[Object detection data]

◆ ◆ ◆ ◆

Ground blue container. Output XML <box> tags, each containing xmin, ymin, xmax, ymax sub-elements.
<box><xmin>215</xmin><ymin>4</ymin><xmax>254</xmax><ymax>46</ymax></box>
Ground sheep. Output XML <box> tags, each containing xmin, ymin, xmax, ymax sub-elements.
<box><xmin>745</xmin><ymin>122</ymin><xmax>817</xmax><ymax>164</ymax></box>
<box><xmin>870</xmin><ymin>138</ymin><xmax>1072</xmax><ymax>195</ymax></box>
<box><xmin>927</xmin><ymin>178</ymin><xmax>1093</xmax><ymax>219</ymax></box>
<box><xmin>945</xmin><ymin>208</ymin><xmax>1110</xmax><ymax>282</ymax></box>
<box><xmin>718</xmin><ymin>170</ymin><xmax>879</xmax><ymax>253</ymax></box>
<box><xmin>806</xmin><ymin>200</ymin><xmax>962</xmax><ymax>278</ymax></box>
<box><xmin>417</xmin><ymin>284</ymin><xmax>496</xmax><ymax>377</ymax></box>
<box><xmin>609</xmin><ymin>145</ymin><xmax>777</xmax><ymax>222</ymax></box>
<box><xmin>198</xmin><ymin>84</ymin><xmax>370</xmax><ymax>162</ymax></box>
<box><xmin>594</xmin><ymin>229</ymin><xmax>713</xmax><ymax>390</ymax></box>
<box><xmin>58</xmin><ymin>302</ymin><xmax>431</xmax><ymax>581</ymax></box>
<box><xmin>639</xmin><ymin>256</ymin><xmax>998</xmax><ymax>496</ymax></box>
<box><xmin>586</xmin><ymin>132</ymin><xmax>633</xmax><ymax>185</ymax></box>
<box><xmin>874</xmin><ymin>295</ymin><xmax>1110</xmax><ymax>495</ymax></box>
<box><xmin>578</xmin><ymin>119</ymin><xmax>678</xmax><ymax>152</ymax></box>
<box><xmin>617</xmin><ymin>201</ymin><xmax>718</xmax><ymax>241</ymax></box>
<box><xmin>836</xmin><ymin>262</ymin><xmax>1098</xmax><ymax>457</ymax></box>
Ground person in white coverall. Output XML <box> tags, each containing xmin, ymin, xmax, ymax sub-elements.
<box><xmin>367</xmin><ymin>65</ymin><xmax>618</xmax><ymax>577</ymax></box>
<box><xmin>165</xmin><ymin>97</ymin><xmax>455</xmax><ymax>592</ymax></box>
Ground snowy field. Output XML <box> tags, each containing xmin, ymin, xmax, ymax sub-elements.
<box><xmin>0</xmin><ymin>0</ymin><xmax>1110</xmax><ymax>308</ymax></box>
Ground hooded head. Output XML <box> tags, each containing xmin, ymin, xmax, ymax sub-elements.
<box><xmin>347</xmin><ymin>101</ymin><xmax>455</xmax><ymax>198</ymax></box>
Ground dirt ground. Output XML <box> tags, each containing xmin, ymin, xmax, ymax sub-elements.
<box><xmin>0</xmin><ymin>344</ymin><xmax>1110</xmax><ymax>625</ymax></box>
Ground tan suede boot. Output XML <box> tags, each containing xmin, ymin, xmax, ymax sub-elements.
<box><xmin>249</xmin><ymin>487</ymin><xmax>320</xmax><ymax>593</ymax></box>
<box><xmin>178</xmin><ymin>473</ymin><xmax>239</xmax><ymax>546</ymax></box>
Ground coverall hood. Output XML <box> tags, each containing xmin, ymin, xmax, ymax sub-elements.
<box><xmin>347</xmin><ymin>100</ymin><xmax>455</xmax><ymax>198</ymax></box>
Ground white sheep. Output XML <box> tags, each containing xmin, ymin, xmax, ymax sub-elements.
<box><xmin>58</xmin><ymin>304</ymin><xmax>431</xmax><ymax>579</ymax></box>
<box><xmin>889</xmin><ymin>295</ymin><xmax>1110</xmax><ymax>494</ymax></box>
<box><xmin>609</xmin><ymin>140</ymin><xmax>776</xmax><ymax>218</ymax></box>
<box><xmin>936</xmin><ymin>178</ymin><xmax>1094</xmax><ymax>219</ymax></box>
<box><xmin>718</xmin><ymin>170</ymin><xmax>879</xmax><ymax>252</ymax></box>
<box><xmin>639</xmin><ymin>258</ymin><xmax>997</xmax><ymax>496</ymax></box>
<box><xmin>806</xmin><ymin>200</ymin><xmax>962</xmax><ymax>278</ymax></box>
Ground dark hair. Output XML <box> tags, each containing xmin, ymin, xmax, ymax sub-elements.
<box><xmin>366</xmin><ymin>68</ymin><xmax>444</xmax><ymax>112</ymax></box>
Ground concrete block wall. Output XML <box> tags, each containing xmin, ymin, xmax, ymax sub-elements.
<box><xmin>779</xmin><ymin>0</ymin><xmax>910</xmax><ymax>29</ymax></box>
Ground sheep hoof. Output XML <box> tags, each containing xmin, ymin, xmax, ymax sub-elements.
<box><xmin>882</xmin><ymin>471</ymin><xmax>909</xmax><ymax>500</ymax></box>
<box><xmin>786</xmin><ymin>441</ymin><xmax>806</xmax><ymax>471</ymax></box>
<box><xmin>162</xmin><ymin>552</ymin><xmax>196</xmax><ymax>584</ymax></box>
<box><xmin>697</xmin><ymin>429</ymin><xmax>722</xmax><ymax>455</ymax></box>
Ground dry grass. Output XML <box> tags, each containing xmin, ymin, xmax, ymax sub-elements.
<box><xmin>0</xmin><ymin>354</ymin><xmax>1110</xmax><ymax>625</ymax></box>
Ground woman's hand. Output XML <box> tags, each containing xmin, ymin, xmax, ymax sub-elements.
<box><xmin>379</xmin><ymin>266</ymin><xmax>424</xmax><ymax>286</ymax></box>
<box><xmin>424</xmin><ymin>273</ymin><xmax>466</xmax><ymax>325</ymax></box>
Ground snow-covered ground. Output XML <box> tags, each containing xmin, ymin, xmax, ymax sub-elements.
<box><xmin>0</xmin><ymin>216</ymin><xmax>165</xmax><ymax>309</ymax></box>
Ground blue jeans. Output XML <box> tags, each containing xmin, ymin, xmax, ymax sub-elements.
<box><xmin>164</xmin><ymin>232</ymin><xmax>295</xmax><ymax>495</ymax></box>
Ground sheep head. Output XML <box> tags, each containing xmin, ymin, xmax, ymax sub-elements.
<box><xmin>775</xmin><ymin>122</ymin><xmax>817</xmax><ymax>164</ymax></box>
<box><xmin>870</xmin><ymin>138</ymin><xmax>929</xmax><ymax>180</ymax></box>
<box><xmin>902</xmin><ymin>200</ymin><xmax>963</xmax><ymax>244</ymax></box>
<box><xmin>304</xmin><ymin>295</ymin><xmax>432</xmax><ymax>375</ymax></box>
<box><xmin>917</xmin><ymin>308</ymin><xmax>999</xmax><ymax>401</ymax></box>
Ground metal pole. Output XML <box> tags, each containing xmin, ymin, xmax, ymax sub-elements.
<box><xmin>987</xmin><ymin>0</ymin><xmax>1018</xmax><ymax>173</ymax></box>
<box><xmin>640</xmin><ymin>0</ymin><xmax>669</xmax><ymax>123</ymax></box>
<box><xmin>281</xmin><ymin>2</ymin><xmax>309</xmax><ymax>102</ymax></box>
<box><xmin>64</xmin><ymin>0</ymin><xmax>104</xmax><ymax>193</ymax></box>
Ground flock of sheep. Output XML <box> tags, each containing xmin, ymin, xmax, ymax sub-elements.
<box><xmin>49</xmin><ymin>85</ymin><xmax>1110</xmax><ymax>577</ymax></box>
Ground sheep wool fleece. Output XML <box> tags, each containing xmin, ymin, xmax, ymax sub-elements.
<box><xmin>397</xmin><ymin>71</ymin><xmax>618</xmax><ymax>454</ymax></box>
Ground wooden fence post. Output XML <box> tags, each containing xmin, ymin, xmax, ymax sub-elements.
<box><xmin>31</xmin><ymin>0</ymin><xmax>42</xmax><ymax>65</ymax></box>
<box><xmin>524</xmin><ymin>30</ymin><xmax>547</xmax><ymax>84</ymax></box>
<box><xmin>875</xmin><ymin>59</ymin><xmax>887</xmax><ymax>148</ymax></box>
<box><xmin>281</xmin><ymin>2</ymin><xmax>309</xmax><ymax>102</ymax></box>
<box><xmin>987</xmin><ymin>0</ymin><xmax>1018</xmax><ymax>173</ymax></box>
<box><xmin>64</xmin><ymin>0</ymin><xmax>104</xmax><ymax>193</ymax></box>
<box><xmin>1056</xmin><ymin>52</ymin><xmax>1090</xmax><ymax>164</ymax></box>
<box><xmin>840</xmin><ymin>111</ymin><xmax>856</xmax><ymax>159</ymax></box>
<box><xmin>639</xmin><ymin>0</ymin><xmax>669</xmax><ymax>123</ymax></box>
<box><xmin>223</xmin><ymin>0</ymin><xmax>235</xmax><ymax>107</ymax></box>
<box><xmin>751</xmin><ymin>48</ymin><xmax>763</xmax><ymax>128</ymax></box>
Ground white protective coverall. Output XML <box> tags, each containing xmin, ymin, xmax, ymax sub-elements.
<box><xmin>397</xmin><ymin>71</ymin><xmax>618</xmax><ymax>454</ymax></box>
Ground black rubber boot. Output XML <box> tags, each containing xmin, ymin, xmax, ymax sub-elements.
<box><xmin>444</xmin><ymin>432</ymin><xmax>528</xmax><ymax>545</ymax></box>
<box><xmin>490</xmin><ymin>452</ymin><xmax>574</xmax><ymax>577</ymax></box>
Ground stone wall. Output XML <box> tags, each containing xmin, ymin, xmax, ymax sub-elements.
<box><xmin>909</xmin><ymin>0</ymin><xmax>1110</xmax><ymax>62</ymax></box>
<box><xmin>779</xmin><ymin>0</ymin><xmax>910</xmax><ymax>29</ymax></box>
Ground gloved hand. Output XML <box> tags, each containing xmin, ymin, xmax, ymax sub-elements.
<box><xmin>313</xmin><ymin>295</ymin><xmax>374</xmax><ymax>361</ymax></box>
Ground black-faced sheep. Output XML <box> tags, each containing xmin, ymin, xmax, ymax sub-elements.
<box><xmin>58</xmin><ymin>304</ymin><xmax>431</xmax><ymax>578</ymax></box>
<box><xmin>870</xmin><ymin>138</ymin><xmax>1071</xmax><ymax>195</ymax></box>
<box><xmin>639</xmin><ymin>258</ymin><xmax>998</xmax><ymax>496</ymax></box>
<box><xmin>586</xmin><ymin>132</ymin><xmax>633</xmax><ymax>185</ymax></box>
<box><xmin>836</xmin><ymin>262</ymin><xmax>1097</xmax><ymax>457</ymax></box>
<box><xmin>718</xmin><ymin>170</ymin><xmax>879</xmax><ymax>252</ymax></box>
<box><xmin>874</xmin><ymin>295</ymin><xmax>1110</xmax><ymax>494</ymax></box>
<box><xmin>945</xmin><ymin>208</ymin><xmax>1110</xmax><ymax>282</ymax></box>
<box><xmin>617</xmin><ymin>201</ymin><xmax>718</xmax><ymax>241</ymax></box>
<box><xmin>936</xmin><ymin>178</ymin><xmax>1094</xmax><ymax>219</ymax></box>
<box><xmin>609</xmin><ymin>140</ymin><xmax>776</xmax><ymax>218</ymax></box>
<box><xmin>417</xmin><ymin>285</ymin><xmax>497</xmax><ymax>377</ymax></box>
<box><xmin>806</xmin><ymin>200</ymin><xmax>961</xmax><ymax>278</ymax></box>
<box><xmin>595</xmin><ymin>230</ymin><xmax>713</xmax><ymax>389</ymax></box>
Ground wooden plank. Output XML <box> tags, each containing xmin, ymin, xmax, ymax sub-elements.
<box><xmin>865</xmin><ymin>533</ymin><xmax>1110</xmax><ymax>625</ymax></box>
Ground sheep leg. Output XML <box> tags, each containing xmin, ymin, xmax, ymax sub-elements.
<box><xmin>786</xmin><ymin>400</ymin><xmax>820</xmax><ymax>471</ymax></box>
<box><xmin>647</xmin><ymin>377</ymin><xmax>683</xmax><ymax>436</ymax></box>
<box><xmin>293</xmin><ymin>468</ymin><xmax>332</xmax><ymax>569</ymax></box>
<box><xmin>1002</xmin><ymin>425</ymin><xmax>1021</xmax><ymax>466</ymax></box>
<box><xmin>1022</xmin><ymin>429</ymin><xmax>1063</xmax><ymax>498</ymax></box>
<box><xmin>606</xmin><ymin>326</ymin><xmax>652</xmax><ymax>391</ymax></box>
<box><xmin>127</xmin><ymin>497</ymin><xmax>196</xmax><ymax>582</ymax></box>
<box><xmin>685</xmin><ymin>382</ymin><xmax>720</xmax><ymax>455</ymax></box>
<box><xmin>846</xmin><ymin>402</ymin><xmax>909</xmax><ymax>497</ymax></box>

◆ ◆ ◆ ◆

▶ **Aim**: Count the lines above that contain the word "wall" and give only the number.

▶ **Written reply**: 2